Given text —
________________

While the bonds are represented by global notes, the CMU Lodging Agent holds the legal title of these bonds, which are then “immobilized” via the CMU accounts. The holders of the CMU accounts hold the bonds in the Main Account for their own benefit, and the bonds in the General/Specific Custody Accounts for and on behalf of their own customers. For bonds held in the General/Specific Custody Accounts, CMU Members have to refer to their own internal records to ascertain the beneficial ownership of the bonds held in such accounts. The Issuer and the Paying Agent directly make payments of principal, interest or any amounts to the persons for whose account interests in the global bond are credited (as set out in a CMU Instrument Position Report, or as notified to the CMU Lodging Agent by the CMU Service). The individual beneficial holders have to rely on the CMU Member or the CMU Lodging Agent for the delivery of payments and notices to them.

On certain bond issues, a temporary global note is produced where a 40-day lock- up period is required under United States (US) tax and securities laws (Regulation S of the Securities Act 1933), during which interest in the securities cannot be traded or paid. After the 40-day period, the temporary global note may be exchanged for a permanent global note (which may be conditional upon the CMU Service having received certification as to the non-US beneficial ownership of the CMU Instruments for compliance with Regulation S). The permanent global note may be exchanged into definitive notes in limited circumstances (e.g., closure of the clearing systems or events of default of the issuer or guarantor).

________________

Recorded information —
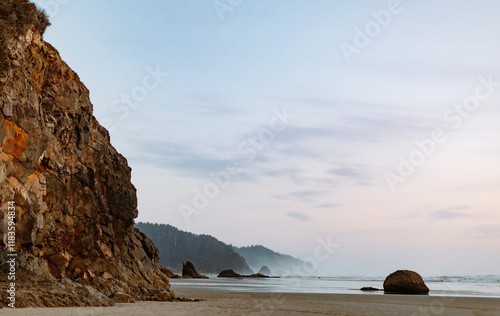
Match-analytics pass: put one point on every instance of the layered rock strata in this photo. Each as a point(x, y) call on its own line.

________________

Do this — Name every kind of note mentioned in the text on bonds held through the CMU.

Response —
- Global notes
- Temporary global note
- Permanent global note
- Definitive notes